- LISTED ENTRIES
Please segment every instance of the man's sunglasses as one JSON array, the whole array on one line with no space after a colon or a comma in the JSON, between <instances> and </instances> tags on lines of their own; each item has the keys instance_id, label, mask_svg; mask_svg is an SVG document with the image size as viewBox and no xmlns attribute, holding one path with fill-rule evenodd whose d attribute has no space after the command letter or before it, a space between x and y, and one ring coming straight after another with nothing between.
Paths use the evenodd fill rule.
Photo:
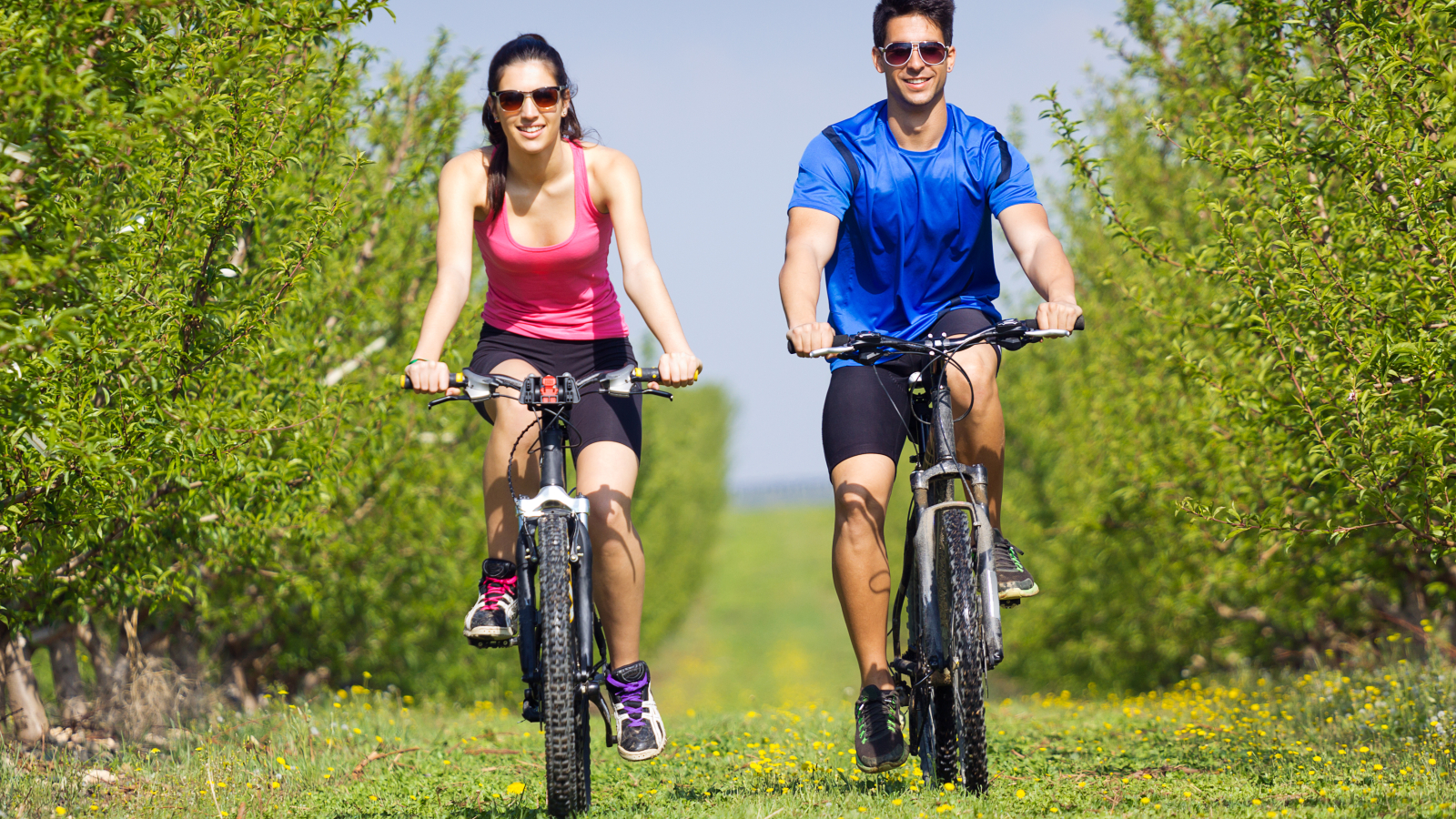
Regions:
<instances>
[{"instance_id":1,"label":"man's sunglasses","mask_svg":"<svg viewBox=\"0 0 1456 819\"><path fill-rule=\"evenodd\" d=\"M922 51L922 58L925 52ZM531 102L536 103L539 111L550 111L561 103L561 95L566 93L566 86L546 86L536 90L492 90L491 96L495 98L495 103L501 106L501 111L514 114L526 105L526 96L530 95Z\"/></svg>"},{"instance_id":2,"label":"man's sunglasses","mask_svg":"<svg viewBox=\"0 0 1456 819\"><path fill-rule=\"evenodd\" d=\"M910 61L910 54L919 51L920 60L926 66L939 66L945 63L945 44L943 42L891 42L879 48L879 54L885 58L887 66L900 67Z\"/></svg>"}]
</instances>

- EXERCISE DESCRIPTION
Lay out the data above as a two-column CSV with the header row request,answer and one row per record, putting the request text and its answer each in a single quoted field with line breaks replaced by spaces. Leave the pictures out.

- ANSWER TO THIS PROBLEM
request,answer
"Please segment every instance of the man's sunglasses as one JSON array, the whole array on one line with no space after a colon or a comma in the JSON, between <instances> and </instances> tags on lines of their own; each item has the keys instance_id, label, mask_svg; mask_svg is an SVG document with the image size as viewBox and no xmlns attribute, holding one path with fill-rule evenodd whose d attribute has no space after the command letter or before it, a space between x and y, and one ring coming straight after another with nothing between. Paths use the evenodd fill rule. Photo: Regions:","<instances> [{""instance_id"":1,""label"":""man's sunglasses"",""mask_svg"":""<svg viewBox=\""0 0 1456 819\""><path fill-rule=\""evenodd\"" d=\""M922 51L922 58L925 52ZM531 102L536 103L539 111L550 111L561 103L561 95L566 93L566 86L546 86L536 90L492 90L491 96L495 98L495 103L501 106L501 111L514 114L526 105L526 96L530 95Z\""/></svg>""},{""instance_id"":2,""label"":""man's sunglasses"",""mask_svg"":""<svg viewBox=\""0 0 1456 819\""><path fill-rule=\""evenodd\"" d=\""M910 61L910 54L919 51L920 60L926 66L939 66L945 63L945 44L943 42L891 42L879 48L879 54L885 58L887 66L900 67Z\""/></svg>""}] </instances>"